TASK PROMPT = Identify every line in the records below that contains the string "shirt", and copy each such line.

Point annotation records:
## Start
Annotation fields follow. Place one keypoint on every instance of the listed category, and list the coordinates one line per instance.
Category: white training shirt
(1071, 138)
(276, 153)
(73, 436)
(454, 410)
## End
## Start
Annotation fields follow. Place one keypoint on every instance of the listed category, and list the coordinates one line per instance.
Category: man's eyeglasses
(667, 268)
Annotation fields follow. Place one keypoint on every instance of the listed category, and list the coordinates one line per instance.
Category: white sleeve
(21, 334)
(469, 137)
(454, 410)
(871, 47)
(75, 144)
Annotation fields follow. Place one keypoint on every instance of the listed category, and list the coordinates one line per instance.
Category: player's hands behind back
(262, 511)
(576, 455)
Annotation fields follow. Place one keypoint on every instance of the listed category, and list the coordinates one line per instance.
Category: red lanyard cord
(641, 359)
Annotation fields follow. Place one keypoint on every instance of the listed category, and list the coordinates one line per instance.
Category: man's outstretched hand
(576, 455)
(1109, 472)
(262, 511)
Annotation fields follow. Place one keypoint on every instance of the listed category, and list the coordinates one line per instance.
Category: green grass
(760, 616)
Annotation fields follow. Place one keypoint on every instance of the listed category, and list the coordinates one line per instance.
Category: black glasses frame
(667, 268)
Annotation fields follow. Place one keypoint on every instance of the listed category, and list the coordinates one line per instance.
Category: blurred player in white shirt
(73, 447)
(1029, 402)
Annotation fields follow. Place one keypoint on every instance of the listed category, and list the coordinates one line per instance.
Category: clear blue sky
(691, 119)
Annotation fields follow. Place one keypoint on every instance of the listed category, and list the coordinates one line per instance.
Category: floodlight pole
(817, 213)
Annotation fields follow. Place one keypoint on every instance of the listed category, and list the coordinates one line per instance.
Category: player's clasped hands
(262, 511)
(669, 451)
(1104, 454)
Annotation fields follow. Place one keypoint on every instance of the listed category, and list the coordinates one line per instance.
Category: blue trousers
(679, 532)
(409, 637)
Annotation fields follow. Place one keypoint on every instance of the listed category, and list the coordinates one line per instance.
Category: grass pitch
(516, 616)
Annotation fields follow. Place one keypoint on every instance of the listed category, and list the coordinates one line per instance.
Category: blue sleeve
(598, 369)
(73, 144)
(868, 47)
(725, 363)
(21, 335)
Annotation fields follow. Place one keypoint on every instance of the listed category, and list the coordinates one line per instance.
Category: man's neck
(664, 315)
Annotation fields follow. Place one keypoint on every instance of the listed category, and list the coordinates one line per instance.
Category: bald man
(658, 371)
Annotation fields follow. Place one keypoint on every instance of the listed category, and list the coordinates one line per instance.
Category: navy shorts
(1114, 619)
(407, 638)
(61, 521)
## End
TASK RESULT =
Category: white training shirt
Category: blurred player in white shirt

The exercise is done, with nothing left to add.